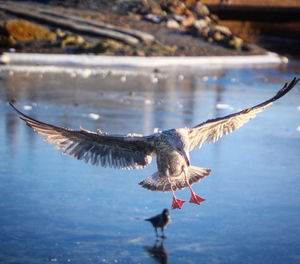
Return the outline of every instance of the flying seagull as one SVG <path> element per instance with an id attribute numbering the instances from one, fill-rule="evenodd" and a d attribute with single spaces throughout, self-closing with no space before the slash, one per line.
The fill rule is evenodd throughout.
<path id="1" fill-rule="evenodd" d="M 37 121 L 10 105 L 35 132 L 47 136 L 45 141 L 57 144 L 64 154 L 93 165 L 121 169 L 145 168 L 156 156 L 158 171 L 139 184 L 151 191 L 172 192 L 172 209 L 181 209 L 185 201 L 175 196 L 175 191 L 188 187 L 190 202 L 200 204 L 205 199 L 198 196 L 191 185 L 208 176 L 210 169 L 190 165 L 189 152 L 205 142 L 216 142 L 253 119 L 256 114 L 272 105 L 289 92 L 299 81 L 294 78 L 277 94 L 256 106 L 224 117 L 209 119 L 192 128 L 173 128 L 149 136 L 139 134 L 109 135 L 97 130 L 88 131 L 80 127 L 73 130 Z"/>
<path id="2" fill-rule="evenodd" d="M 164 209 L 161 214 L 147 218 L 145 221 L 149 221 L 153 225 L 156 236 L 158 236 L 157 228 L 161 228 L 162 238 L 165 238 L 164 229 L 171 221 L 169 210 Z"/>

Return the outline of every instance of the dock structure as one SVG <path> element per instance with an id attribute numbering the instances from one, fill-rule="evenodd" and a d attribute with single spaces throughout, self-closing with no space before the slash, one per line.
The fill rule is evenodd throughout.
<path id="1" fill-rule="evenodd" d="M 298 0 L 203 0 L 221 20 L 300 21 Z"/>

----------

REQUIREMENT -
Give back every record above word for word, dropping pictures.

PROBLEM SOLUTION -
Return the outline of every instance of the flying seagull as one SVG <path> element per instance with an id attribute numbering the instances from one, fill-rule="evenodd" and a d attribute with single spaces throughout, self-closing with no space before the slash, one per line.
The fill rule is evenodd throughout.
<path id="1" fill-rule="evenodd" d="M 37 121 L 10 105 L 35 132 L 47 136 L 45 141 L 57 144 L 64 154 L 93 165 L 121 169 L 145 168 L 156 156 L 158 171 L 139 184 L 151 191 L 172 192 L 172 209 L 181 209 L 185 201 L 175 196 L 175 191 L 188 187 L 190 202 L 200 204 L 205 199 L 198 196 L 191 185 L 208 176 L 210 169 L 190 165 L 189 152 L 205 142 L 216 142 L 253 119 L 256 114 L 272 105 L 289 92 L 299 81 L 294 78 L 277 94 L 256 106 L 224 117 L 209 119 L 192 128 L 173 128 L 149 136 L 139 134 L 109 135 L 97 130 L 88 131 L 80 127 L 73 130 Z"/>
<path id="2" fill-rule="evenodd" d="M 164 209 L 161 214 L 147 218 L 145 221 L 149 221 L 153 225 L 156 236 L 158 236 L 157 228 L 161 228 L 162 238 L 165 238 L 164 229 L 171 221 L 169 210 Z"/>

Return the outline of every instance of the dock structure as one SVG <path> element per instance with an id attribute numbering the instances from one, fill-rule="evenodd" and a d attribute with single spaces throughout, self-closing with no space before the slash, one per line.
The fill rule is evenodd throughout.
<path id="1" fill-rule="evenodd" d="M 298 0 L 203 0 L 221 20 L 300 21 Z"/>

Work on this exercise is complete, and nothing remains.